• **Written problem**
Return each line of the material below that contains the string "query".

Coordinate labeling data:
○ ○ ○ ○ ○

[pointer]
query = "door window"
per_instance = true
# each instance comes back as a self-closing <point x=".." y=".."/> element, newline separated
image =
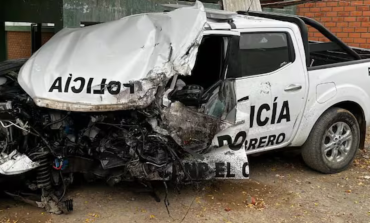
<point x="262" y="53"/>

○ ○ ○ ○ ○

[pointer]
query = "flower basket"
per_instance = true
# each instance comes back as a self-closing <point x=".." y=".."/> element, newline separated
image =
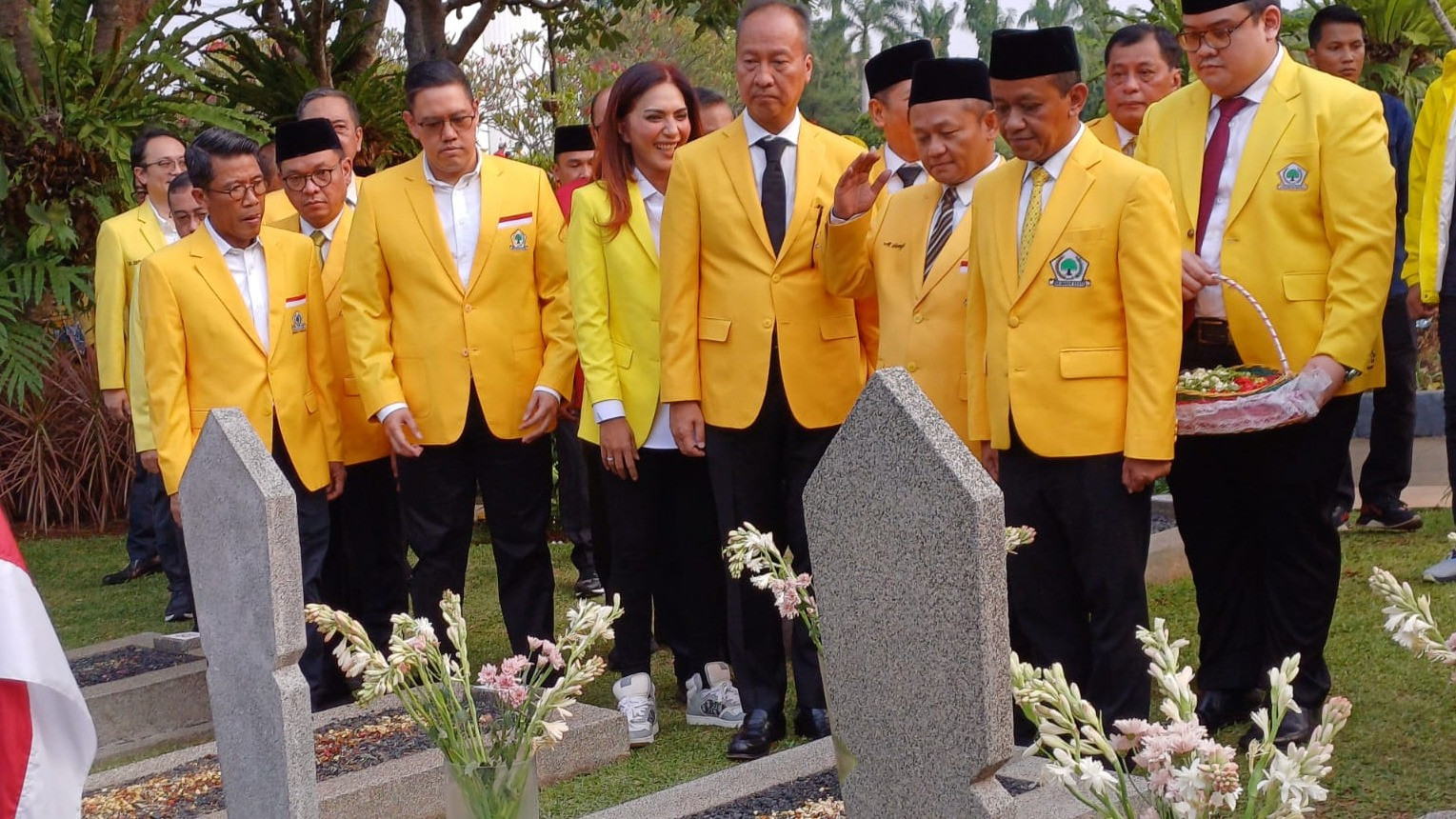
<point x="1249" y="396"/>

○ ○ ○ ○ ○

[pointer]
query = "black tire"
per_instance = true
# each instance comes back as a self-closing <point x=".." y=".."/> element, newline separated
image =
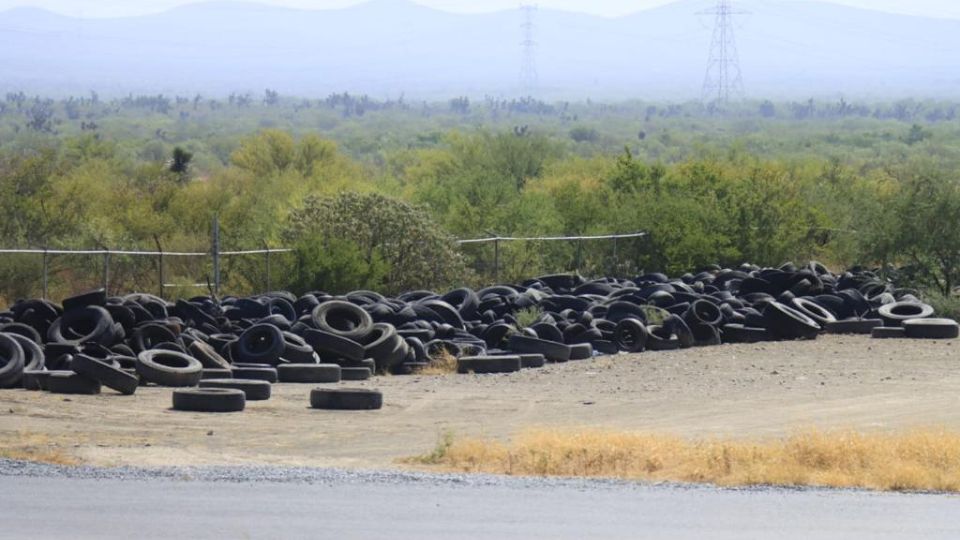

○ ○ ○ ○ ○

• **Exercise output**
query = "door window"
query = "flower basket"
query = "black tire"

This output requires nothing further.